- _Exercise goal_
Report every line below that contains the word "snow", copying each of those lines in full.

[Stored dataset items]
++++++++

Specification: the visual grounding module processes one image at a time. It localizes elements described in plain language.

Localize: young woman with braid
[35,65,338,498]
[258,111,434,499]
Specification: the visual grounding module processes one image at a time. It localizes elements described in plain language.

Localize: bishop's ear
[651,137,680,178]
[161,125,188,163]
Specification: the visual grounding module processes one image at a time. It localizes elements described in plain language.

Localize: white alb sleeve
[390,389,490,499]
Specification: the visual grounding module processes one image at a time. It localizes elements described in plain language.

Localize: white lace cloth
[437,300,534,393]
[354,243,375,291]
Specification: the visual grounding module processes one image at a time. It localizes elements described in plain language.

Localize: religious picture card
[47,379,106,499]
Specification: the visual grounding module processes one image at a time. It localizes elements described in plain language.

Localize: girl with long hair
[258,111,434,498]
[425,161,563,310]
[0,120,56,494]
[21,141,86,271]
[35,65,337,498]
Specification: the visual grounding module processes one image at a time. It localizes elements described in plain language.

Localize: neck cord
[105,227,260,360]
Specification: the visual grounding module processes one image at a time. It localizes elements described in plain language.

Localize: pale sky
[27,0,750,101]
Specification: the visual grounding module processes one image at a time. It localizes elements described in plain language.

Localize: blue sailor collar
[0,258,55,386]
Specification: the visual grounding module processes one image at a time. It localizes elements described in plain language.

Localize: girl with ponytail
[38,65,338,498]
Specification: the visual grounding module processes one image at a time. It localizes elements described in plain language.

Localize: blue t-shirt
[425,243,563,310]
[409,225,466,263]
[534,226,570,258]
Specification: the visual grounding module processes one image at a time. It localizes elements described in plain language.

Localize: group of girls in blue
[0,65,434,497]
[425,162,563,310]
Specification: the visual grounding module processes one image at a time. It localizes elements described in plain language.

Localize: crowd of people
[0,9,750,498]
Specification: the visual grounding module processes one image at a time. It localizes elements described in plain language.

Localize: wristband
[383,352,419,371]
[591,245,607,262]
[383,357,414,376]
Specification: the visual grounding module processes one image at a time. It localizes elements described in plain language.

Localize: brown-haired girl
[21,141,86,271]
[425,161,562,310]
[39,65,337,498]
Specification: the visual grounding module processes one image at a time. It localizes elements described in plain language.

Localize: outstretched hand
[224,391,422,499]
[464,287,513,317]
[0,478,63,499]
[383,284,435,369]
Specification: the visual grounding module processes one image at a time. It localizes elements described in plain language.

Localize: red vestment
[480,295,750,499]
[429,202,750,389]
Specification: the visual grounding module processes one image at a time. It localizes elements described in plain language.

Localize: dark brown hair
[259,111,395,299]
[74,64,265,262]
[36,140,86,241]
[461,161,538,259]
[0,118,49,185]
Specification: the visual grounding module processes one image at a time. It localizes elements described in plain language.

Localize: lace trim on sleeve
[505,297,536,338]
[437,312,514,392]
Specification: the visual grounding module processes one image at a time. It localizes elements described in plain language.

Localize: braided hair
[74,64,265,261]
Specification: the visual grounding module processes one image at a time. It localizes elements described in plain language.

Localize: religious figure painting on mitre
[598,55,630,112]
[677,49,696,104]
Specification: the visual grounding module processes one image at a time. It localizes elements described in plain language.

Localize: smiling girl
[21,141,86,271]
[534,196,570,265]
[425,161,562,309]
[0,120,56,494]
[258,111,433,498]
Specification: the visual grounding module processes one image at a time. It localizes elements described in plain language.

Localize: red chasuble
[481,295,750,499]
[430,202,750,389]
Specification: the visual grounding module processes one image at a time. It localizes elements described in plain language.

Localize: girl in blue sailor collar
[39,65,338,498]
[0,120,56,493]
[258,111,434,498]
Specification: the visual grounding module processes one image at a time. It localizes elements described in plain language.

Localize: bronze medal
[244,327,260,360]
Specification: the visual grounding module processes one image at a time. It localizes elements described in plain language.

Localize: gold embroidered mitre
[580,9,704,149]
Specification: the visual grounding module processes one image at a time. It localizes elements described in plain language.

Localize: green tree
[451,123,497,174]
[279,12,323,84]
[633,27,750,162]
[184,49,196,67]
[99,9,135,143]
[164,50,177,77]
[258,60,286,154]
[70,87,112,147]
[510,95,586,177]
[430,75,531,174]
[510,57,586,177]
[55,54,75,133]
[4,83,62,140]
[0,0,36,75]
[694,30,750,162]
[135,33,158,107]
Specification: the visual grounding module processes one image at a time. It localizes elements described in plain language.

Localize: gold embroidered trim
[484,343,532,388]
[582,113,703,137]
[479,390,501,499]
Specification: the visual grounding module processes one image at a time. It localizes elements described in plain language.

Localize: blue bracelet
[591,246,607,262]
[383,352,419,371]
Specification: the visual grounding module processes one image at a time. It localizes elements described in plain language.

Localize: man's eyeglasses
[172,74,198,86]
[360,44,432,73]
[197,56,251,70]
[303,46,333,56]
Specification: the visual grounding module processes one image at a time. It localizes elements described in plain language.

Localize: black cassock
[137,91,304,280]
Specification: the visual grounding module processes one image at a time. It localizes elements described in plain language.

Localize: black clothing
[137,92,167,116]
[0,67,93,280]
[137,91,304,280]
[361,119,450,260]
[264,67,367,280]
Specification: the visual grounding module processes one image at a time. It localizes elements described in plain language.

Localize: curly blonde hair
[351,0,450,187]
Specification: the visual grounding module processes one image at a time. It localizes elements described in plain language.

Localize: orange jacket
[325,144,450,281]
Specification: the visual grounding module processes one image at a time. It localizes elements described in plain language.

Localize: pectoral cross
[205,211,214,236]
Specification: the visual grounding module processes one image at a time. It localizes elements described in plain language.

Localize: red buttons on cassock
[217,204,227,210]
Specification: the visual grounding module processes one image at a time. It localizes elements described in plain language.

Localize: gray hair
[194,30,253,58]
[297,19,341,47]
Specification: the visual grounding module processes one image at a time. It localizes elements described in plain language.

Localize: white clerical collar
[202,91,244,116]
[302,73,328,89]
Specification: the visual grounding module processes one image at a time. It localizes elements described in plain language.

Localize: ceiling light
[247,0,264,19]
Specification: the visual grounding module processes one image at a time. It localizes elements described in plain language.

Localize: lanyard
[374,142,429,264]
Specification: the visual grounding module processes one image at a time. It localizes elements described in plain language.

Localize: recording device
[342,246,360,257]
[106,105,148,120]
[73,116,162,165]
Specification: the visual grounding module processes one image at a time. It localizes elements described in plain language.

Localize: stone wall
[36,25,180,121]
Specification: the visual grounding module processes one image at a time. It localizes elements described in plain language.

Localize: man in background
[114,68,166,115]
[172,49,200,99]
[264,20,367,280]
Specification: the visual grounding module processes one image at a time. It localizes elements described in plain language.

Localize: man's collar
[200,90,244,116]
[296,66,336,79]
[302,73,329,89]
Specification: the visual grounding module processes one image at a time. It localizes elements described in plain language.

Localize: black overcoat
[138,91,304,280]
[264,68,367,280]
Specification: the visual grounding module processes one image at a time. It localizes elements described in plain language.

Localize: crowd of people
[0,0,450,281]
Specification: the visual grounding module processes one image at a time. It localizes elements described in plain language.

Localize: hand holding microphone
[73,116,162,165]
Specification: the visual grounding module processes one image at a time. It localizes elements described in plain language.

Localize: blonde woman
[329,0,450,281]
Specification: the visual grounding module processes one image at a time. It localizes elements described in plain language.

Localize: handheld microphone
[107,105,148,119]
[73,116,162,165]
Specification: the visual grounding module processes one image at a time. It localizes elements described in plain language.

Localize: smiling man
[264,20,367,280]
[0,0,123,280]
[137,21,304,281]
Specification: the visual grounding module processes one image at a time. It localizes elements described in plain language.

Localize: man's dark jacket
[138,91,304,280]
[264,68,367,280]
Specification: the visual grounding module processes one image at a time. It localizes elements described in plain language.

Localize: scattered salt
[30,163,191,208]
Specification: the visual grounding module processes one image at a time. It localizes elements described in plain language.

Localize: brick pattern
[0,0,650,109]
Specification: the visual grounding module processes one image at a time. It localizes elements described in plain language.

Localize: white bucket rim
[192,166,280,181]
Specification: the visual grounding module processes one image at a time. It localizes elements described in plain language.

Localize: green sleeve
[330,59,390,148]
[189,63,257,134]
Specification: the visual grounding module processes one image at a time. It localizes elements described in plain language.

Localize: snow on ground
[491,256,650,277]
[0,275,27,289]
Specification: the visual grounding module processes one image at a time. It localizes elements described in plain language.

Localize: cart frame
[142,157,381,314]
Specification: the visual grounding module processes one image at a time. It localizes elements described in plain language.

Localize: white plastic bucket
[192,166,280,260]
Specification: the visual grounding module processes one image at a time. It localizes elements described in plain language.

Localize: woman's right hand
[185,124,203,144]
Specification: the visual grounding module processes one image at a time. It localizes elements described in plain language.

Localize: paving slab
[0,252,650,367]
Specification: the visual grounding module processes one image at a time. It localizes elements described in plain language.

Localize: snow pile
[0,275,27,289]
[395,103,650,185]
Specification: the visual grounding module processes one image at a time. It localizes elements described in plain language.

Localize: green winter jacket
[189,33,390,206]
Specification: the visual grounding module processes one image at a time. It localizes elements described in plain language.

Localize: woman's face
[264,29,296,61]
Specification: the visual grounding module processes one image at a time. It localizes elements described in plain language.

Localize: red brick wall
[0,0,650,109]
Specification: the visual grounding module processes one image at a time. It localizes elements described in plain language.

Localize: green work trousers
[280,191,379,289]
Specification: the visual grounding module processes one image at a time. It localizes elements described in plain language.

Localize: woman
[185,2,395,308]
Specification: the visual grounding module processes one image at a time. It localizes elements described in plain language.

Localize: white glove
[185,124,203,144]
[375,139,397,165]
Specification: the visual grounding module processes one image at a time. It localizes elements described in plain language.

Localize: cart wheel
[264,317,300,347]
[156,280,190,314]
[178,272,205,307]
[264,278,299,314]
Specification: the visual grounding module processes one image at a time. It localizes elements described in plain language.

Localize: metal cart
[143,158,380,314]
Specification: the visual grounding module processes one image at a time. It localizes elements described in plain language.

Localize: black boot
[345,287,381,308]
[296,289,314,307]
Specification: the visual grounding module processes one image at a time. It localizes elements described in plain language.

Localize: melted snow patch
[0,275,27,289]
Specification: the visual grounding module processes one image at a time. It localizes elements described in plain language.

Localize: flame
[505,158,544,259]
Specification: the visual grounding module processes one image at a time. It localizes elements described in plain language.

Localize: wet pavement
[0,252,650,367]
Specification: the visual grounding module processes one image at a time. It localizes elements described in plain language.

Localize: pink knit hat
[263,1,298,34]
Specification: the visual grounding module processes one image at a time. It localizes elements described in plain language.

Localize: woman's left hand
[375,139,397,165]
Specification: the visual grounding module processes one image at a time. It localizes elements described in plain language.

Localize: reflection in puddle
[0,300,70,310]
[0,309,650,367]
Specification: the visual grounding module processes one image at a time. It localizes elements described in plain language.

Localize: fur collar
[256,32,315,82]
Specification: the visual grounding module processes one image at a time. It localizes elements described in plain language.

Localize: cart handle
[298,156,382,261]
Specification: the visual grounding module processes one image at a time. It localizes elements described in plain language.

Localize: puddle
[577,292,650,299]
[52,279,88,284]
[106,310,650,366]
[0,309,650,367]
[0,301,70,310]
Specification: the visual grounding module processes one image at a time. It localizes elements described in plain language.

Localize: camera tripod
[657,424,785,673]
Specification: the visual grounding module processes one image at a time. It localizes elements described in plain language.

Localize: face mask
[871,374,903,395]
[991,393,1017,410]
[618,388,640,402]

++++++++

- _Result for this task_
Localize: snow on ground
Localize: snow pile
Localize: melted snow patch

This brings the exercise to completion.